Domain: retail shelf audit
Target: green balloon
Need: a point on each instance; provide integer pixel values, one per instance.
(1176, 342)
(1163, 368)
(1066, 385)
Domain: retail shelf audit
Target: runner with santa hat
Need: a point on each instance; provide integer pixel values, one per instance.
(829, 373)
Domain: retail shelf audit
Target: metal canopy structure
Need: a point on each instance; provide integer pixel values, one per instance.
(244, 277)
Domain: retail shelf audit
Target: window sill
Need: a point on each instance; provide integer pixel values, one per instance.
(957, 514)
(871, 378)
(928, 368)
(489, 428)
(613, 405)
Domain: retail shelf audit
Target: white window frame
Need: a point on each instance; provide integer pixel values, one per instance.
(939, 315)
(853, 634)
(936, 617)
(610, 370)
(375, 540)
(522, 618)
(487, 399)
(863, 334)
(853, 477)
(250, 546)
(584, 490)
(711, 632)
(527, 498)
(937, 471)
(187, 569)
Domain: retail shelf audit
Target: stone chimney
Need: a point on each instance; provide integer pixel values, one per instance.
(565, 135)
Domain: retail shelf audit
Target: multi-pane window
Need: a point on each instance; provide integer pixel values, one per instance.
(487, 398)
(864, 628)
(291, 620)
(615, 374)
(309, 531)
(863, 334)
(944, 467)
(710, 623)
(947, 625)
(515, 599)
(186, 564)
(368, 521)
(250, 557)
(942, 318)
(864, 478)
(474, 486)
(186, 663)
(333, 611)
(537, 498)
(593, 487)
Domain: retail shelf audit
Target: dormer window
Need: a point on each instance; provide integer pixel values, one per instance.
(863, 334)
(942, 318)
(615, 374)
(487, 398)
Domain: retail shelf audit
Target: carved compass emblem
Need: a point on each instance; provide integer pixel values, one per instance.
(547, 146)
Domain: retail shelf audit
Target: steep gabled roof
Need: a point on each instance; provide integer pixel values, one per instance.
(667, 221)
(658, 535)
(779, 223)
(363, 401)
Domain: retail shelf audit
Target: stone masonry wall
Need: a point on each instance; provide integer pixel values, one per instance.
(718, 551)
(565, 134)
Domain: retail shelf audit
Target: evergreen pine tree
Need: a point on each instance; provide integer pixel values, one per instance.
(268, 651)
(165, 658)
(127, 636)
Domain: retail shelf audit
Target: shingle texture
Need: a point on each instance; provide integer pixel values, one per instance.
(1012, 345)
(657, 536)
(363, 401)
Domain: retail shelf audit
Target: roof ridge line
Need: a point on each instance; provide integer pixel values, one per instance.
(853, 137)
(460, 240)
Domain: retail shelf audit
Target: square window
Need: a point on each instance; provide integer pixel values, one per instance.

________________

WORK TO COMPLETE:
Return the entries above exactly, each one complete.

TASK RESULT:
Domain: retail shelf audit
Target: green balloon
Need: a point on each instance; provide integer pixel values, one per instance.
(1176, 342)
(1163, 368)
(1066, 385)
Domain: retail shelf audit
Target: runner with santa hat
Need: a point on each instance; provide integer pixel values, one per instance.
(829, 373)
Domain: retail shelf audit
Target: metal canopy structure
Need: a point on each instance; provide integer pixel values, one per instance.
(244, 277)
Domain: retail shelf audit
Target: window sill
Need: a point on each instance; provide integer pixel values, one per instance.
(957, 514)
(871, 378)
(928, 368)
(489, 428)
(613, 405)
Domain: retail shelf audit
Target: white window frame
Need: a point on each instance; provide integer pixel values, one per instance.
(939, 315)
(853, 634)
(936, 617)
(610, 370)
(375, 540)
(522, 618)
(487, 399)
(863, 334)
(853, 477)
(250, 546)
(584, 490)
(711, 632)
(527, 498)
(937, 471)
(187, 569)
Domain: retail shelf audit
Target: stone chimney
Need: a point on each instance; provide integer pixel values, one per instance.
(565, 135)
Domain: retail shelf audit
Target: multi-pane window
Need: a point on each instance; provide integer pixel values, one per instance.
(487, 398)
(864, 628)
(291, 620)
(615, 374)
(309, 531)
(863, 334)
(944, 467)
(710, 623)
(947, 625)
(515, 599)
(186, 564)
(368, 521)
(250, 557)
(942, 318)
(864, 478)
(474, 486)
(186, 663)
(333, 611)
(537, 498)
(593, 487)
Domain: retail shelf audit
Target: dormer window
Need: a point on each instance; provide integer pixel values, one per instance.
(863, 334)
(942, 318)
(615, 374)
(487, 398)
Domain: retail shelf audit
Target: carved compass emblem
Need: a point on each instance; provide integer pixel values, one per instance.
(547, 146)
Domain: retail shelf audit
Target: steep gabled roof
Need: a point on each instance; provide integer pixel values, one per instance.
(667, 221)
(658, 535)
(779, 223)
(363, 401)
Domain: retail shelf audit
Target: stone masonry wall
Need: a point on each instance; provide integer pixel values, one per instance.
(718, 551)
(565, 134)
Domain: retail shelf audit
Target: evergreen pine tree
Need: a point on each instance; provide integer pixel values, one per instance.
(268, 651)
(165, 658)
(127, 636)
Domain: retail shelf audit
Target: shingle texture
Need: a point on each instance; provide integer pixel values, one per instance.
(1012, 345)
(657, 536)
(363, 401)
Domain: retail shelf audit
Target: roof ridge line
Need: a point on each instance; provide integer pixel values, one per instance.
(853, 137)
(460, 240)
Domain: retail shelf audit
Target: square window
Need: a point on each instance; provide integer pixel values, one per instance.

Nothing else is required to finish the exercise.